Your assignment: What do the lines say from the one containing "Exercise. Point to the tree" to the end of the records? Restate them word for word, and only those.

(Referring expression pointing data)
################

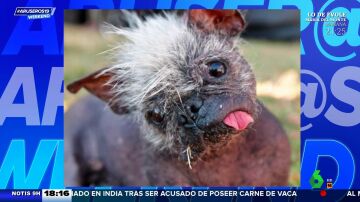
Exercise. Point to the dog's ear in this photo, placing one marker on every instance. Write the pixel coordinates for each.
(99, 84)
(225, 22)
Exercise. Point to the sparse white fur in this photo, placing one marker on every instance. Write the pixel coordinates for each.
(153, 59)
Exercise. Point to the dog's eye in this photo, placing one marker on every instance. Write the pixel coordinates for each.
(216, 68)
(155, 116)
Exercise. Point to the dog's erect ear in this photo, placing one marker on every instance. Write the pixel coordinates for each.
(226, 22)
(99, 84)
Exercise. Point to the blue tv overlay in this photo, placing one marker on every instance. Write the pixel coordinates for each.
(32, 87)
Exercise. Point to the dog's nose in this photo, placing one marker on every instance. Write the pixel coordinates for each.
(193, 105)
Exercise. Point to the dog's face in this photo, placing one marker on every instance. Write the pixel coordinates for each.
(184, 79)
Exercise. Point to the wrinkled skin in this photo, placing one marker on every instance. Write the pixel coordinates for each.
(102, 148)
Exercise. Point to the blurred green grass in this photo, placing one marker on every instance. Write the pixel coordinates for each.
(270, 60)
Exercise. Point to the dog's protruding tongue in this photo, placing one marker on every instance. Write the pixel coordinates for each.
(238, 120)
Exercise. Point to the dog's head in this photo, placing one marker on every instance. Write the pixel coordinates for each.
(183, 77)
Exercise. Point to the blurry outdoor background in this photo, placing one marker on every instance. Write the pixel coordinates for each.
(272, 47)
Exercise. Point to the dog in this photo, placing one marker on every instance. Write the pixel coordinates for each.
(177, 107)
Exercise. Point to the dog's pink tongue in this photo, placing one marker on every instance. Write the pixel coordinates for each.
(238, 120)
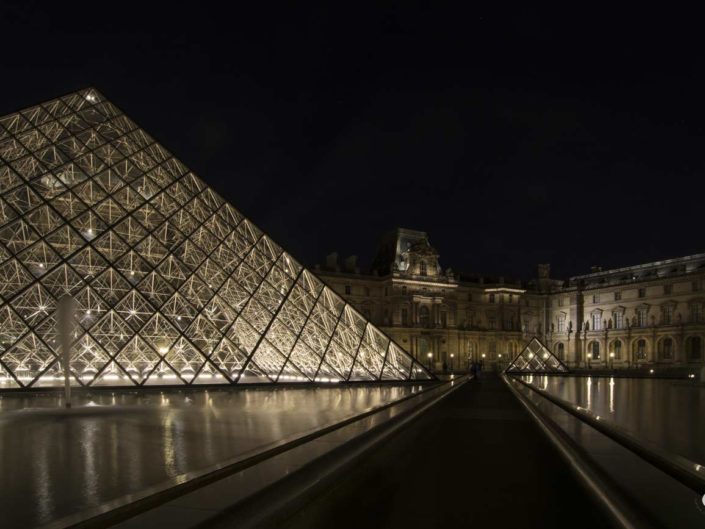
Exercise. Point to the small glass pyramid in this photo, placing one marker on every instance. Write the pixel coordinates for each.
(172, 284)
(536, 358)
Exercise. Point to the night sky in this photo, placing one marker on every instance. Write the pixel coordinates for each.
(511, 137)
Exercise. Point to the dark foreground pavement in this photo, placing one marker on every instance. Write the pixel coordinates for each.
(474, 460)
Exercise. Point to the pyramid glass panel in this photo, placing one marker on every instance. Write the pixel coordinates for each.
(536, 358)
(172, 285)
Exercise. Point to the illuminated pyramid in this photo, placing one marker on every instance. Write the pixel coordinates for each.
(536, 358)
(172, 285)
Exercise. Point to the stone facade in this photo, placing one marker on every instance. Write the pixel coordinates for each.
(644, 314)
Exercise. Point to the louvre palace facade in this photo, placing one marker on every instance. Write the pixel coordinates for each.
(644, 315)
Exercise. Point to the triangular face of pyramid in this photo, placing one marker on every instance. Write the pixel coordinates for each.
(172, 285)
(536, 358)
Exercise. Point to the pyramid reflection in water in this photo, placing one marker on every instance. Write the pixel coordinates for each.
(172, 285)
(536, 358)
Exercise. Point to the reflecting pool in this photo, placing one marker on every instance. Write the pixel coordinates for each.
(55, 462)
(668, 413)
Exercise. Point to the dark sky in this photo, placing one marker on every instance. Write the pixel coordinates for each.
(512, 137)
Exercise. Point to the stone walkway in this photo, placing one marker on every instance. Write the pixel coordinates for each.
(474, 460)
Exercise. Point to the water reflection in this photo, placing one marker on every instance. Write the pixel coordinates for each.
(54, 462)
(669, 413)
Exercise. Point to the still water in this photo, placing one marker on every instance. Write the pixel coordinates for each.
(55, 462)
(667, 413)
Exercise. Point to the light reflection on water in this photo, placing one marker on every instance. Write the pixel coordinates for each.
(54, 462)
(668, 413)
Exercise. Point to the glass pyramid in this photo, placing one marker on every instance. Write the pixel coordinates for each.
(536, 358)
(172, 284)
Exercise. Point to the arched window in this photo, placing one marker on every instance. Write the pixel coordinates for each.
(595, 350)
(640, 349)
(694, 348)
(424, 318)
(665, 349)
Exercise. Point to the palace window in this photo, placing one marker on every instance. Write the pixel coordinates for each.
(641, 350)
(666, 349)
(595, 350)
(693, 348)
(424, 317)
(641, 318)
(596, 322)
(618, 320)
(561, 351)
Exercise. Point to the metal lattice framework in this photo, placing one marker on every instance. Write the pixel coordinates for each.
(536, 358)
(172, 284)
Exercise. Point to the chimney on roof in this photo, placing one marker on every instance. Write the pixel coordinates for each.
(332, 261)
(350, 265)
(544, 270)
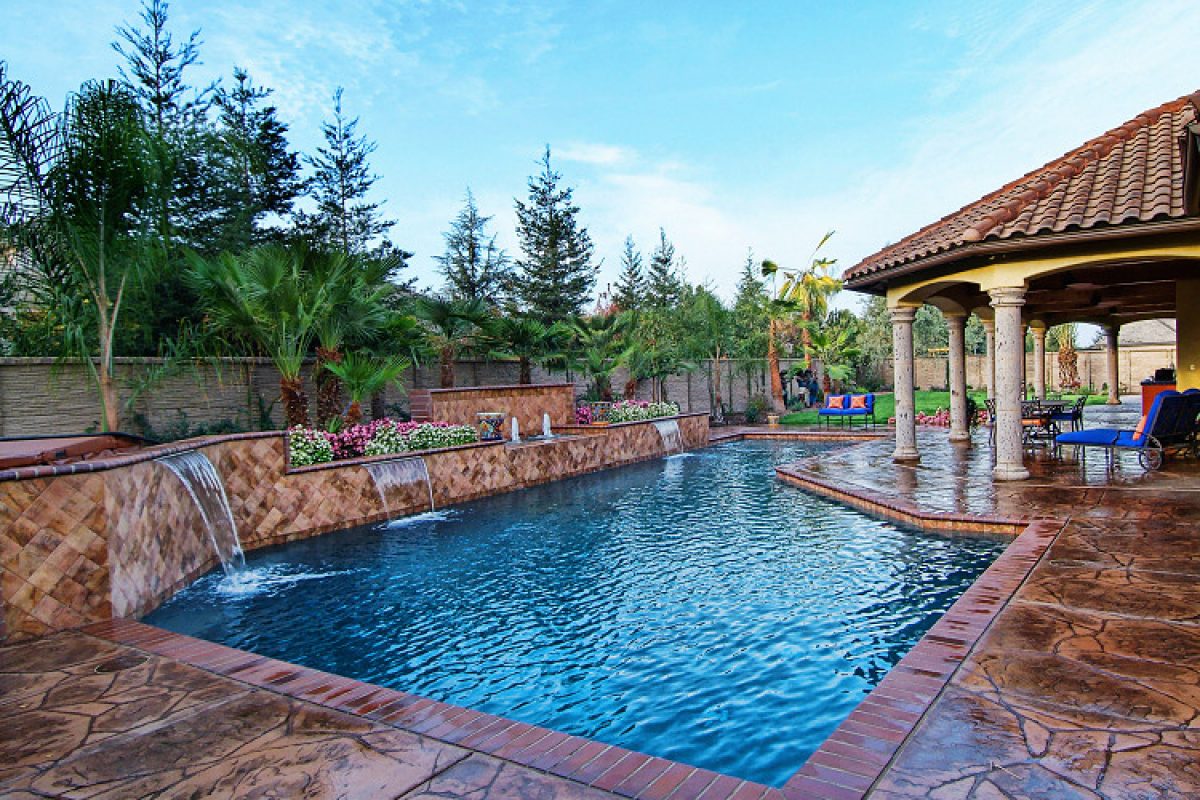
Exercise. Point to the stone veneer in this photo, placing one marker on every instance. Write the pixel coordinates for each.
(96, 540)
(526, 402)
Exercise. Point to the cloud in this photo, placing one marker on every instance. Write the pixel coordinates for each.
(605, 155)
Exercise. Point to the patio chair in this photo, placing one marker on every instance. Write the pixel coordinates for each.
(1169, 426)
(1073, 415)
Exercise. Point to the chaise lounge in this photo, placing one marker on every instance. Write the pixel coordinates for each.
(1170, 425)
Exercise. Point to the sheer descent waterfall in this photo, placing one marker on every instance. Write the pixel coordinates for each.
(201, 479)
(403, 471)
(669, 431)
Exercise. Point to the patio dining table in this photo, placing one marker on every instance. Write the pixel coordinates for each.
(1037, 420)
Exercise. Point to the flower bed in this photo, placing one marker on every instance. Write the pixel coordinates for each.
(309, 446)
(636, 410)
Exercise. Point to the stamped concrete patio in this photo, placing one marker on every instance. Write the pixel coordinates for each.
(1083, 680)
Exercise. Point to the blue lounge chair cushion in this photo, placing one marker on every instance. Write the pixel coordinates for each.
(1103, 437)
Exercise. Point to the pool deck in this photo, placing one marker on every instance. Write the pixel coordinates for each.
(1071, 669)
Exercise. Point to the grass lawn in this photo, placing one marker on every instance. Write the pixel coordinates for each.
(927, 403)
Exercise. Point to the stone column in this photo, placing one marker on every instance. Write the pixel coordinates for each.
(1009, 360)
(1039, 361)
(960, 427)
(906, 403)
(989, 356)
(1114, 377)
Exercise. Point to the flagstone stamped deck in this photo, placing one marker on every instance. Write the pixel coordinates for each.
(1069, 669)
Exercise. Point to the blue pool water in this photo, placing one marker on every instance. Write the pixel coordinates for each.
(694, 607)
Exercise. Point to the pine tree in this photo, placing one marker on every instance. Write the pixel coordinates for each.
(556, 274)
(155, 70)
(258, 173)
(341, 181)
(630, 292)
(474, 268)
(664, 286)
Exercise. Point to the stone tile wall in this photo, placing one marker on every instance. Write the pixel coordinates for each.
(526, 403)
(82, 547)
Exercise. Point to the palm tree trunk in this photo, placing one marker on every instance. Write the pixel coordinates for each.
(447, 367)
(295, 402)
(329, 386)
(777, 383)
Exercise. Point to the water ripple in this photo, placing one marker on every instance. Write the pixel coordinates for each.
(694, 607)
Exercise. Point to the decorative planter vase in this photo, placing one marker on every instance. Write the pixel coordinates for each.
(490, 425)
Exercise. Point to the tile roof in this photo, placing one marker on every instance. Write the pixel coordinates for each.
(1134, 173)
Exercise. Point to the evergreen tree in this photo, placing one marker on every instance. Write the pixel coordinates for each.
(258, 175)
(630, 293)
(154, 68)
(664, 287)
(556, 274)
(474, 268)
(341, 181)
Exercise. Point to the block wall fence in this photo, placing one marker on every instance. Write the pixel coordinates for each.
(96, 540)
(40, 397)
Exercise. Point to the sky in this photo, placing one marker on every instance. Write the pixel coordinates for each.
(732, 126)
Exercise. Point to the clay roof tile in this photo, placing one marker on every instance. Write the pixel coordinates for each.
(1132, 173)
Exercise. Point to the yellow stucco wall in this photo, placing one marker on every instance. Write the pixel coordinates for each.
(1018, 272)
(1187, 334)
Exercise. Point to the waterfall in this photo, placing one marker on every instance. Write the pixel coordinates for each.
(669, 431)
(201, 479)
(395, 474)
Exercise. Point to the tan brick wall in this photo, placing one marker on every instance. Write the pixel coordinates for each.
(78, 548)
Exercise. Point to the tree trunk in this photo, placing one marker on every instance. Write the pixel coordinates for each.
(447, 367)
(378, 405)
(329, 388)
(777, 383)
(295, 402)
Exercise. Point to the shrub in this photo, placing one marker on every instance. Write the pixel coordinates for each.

################

Task output:
Exercise. Point to the tree trunk in this photo, placing one marker on every instance. Write the pixel coordinates for each.
(447, 367)
(378, 405)
(329, 388)
(777, 383)
(295, 402)
Exercise. Point to the shrub in this photo, placing one marker on every instance. Write the pixel coordinates for each.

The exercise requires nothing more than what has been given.